### What the task requires
Copy out the data below. Leave nothing out and alter nothing.

Dataset entries:
********

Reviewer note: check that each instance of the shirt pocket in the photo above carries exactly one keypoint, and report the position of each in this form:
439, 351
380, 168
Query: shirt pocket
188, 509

********

### Result of the exercise
Reviewer note: check that each instance of the shirt pocket in the photo above carries exactly one keypoint, and report the position of each in this form:
439, 351
380, 168
Query: shirt pocket
188, 509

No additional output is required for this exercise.